(Rows of the dataset)

* Begin *

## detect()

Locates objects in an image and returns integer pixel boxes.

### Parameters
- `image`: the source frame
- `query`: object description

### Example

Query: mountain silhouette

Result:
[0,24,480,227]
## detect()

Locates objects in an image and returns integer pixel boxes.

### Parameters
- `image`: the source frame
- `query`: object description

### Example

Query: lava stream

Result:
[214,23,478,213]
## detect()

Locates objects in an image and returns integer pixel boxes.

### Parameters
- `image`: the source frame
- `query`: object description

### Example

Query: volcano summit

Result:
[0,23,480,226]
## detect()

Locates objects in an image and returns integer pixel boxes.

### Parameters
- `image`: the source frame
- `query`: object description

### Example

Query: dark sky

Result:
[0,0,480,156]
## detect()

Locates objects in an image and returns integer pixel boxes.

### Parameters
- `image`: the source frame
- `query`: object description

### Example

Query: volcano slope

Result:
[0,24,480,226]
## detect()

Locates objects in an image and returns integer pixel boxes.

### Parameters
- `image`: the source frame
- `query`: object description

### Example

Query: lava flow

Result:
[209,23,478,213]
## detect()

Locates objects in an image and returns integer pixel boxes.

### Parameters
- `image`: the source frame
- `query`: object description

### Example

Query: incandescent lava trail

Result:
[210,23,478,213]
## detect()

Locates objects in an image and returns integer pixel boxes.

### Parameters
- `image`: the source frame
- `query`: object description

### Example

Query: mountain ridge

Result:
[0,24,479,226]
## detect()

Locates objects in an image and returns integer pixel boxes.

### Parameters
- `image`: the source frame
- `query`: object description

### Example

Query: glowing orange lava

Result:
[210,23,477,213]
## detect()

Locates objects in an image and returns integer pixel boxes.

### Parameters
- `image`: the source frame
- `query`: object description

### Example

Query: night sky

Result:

* End *

Print all the data above line by line, with no changes to any line.

## detect()

Locates objects in an image and returns integer pixel boxes.

### Parameters
- `image`: the source frame
- `query`: object description

### Example

Query: mountain silhouette

Result:
[0,24,480,227]
## detect()

Locates objects in an image and returns integer pixel boxes.

### Parameters
- `image`: the source frame
- `query`: object description

### Example

Query: lava stream

Result:
[214,23,478,213]
## detect()

Locates objects in an image and returns integer pixel boxes.

### Parameters
- `image`: the source frame
- `query`: object description

### Example

Query: volcano summit

Result:
[0,23,480,226]
## detect()

Locates objects in an image and returns integer pixel boxes.

### Parameters
- `image`: the source frame
- `query`: object description

### Example

Query: dark sky

Result:
[0,0,480,156]
## detect()

Locates objects in an image and returns integer pixel boxes.

### Parameters
- `image`: the source frame
- `query`: object description

### Example

Query: volcano slope

Result:
[0,24,480,226]
## detect()

Locates objects in an image and returns integer pixel boxes.

### Parameters
- `image`: the source frame
- `query`: object description

### Example

Query: lava flow

Result:
[209,23,478,213]
## detect()

Locates objects in an image and returns integer pixel boxes.

### Parameters
- `image`: the source frame
- `query`: object description

### Example

Query: incandescent lava trail

Result:
[210,23,478,213]
## detect()

Locates objects in an image and returns integer pixel boxes.

### Parameters
- `image`: the source frame
- `query`: object description

### Example

Query: mountain ridge

Result:
[0,24,479,226]
## detect()

Locates objects in an image and returns integer pixel boxes.

### Parameters
- `image`: the source frame
- `query`: object description

### Example

Query: glowing orange lava

Result:
[210,23,477,213]
## detect()

Locates objects in an image and returns integer pixel boxes.

### Parameters
- `image`: the source frame
- `query`: object description

### Example

Query: night sky

Result:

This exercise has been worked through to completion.